Stated exercise: Can you reproduce the material below with every "separate parts" replaced by "disconnected pieces" and nothing else altered?

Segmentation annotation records
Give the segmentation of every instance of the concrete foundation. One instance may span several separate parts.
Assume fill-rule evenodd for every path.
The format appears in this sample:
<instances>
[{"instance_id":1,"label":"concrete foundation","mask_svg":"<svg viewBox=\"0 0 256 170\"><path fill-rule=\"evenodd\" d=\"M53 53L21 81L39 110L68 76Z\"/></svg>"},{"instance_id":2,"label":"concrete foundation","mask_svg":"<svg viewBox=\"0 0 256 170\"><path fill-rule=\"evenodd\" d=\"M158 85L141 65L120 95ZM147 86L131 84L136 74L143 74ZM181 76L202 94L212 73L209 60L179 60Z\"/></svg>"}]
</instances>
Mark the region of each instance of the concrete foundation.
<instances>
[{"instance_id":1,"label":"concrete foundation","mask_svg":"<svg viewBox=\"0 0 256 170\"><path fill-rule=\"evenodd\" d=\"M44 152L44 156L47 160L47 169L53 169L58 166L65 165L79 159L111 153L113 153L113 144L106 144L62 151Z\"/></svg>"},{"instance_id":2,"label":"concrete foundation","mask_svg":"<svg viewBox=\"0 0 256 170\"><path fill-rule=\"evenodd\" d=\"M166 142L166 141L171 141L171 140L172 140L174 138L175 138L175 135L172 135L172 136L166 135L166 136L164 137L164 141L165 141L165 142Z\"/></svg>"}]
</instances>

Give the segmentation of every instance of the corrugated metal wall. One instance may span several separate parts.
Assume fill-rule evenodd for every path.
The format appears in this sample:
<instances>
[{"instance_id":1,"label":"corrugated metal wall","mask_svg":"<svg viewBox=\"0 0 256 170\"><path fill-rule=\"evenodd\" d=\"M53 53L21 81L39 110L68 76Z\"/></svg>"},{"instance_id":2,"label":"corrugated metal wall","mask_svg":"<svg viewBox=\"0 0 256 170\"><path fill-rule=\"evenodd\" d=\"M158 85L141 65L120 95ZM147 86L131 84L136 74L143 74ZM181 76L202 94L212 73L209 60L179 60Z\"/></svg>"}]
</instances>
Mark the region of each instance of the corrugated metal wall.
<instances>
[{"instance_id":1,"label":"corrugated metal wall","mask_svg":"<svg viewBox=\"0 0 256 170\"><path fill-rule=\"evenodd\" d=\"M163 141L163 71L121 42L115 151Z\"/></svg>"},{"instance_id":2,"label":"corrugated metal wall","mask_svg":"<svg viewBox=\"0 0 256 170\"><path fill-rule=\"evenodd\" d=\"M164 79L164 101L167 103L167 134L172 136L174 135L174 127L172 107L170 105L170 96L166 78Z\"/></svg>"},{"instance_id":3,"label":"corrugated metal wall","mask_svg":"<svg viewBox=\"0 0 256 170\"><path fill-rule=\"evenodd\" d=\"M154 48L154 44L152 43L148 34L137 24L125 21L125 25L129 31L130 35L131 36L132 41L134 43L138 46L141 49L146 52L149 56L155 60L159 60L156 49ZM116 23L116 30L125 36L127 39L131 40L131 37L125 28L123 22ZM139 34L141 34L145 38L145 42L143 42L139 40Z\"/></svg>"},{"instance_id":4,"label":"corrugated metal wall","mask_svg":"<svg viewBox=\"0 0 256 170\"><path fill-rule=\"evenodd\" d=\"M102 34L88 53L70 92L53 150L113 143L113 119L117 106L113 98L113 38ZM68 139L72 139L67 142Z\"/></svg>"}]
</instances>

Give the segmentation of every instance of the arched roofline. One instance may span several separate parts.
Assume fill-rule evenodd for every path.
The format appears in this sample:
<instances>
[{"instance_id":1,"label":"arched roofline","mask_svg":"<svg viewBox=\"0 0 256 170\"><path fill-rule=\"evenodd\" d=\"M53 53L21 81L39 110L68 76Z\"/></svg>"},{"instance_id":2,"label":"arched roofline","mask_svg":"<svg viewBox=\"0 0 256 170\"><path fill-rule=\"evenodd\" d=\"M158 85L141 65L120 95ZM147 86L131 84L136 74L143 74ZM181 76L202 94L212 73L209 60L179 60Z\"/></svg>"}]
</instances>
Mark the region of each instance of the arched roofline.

Output of the task:
Give the segmentation of every instance of the concrete foundation. One instance may span several disconnected pieces.
Assume fill-rule evenodd for every path.
The format appears in this sample:
<instances>
[{"instance_id":1,"label":"concrete foundation","mask_svg":"<svg viewBox=\"0 0 256 170\"><path fill-rule=\"evenodd\" d=\"M53 53L21 81L39 110L68 76Z\"/></svg>"},{"instance_id":2,"label":"concrete foundation","mask_svg":"<svg viewBox=\"0 0 256 170\"><path fill-rule=\"evenodd\" d=\"M158 85L141 65L120 95ZM147 86L131 84L136 74L143 74ZM181 76L202 94L212 73L209 60L179 60Z\"/></svg>"}]
</instances>
Mark the region of each instance of the concrete foundation.
<instances>
[{"instance_id":1,"label":"concrete foundation","mask_svg":"<svg viewBox=\"0 0 256 170\"><path fill-rule=\"evenodd\" d=\"M44 152L44 156L47 160L47 169L53 169L58 166L65 165L79 159L111 153L113 153L113 144L106 144L62 151Z\"/></svg>"},{"instance_id":2,"label":"concrete foundation","mask_svg":"<svg viewBox=\"0 0 256 170\"><path fill-rule=\"evenodd\" d=\"M166 142L166 141L171 141L171 140L172 140L174 138L175 138L175 135L172 135L172 136L166 135L166 136L164 137L164 141L165 141L165 142Z\"/></svg>"}]
</instances>

Give the segmentation of every instance of the corrugated metal wall. One instance may span several disconnected pieces.
Assume fill-rule evenodd for every path.
The format appears in this sample:
<instances>
[{"instance_id":1,"label":"corrugated metal wall","mask_svg":"<svg viewBox=\"0 0 256 170\"><path fill-rule=\"evenodd\" d=\"M53 53L21 81L39 110L68 76Z\"/></svg>"},{"instance_id":2,"label":"corrugated metal wall","mask_svg":"<svg viewBox=\"0 0 256 170\"><path fill-rule=\"evenodd\" d=\"M158 85L141 65L120 95ZM147 86L131 84L136 74L143 74ZM181 76L202 94L212 73L209 60L179 60Z\"/></svg>"}]
</instances>
Mark the region of each instance of the corrugated metal wall.
<instances>
[{"instance_id":1,"label":"corrugated metal wall","mask_svg":"<svg viewBox=\"0 0 256 170\"><path fill-rule=\"evenodd\" d=\"M163 141L163 71L121 42L115 151Z\"/></svg>"},{"instance_id":2,"label":"corrugated metal wall","mask_svg":"<svg viewBox=\"0 0 256 170\"><path fill-rule=\"evenodd\" d=\"M164 79L164 101L167 103L167 134L172 136L174 135L174 127L172 107L170 105L170 96L166 78Z\"/></svg>"},{"instance_id":3,"label":"corrugated metal wall","mask_svg":"<svg viewBox=\"0 0 256 170\"><path fill-rule=\"evenodd\" d=\"M154 48L154 44L152 43L148 34L137 24L125 21L125 25L129 31L130 35L131 36L132 41L134 43L138 46L141 49L146 52L149 56L155 60L159 60L156 49ZM116 23L116 30L125 36L127 39L131 40L131 37L125 28L123 22ZM139 34L141 34L145 38L145 42L143 42L139 40Z\"/></svg>"},{"instance_id":4,"label":"corrugated metal wall","mask_svg":"<svg viewBox=\"0 0 256 170\"><path fill-rule=\"evenodd\" d=\"M102 34L88 53L70 92L53 150L113 143L113 119L117 106L113 98L113 38ZM68 139L72 139L67 142Z\"/></svg>"}]
</instances>

Give the segmentation of every instance of the arched roofline. One instance may span several disconnected pieces.
Assume fill-rule evenodd for every path.
The format appears in this sample:
<instances>
[{"instance_id":1,"label":"arched roofline","mask_svg":"<svg viewBox=\"0 0 256 170\"><path fill-rule=\"evenodd\" d=\"M53 53L21 81L39 110L68 76Z\"/></svg>"},{"instance_id":2,"label":"arched roofline","mask_svg":"<svg viewBox=\"0 0 256 170\"><path fill-rule=\"evenodd\" d=\"M158 85L141 65L120 95ZM147 86L131 84L136 74L143 74ZM181 76L202 94L212 73L209 60L179 60Z\"/></svg>"}]
</instances>
Mark the region of each instance of the arched roofline.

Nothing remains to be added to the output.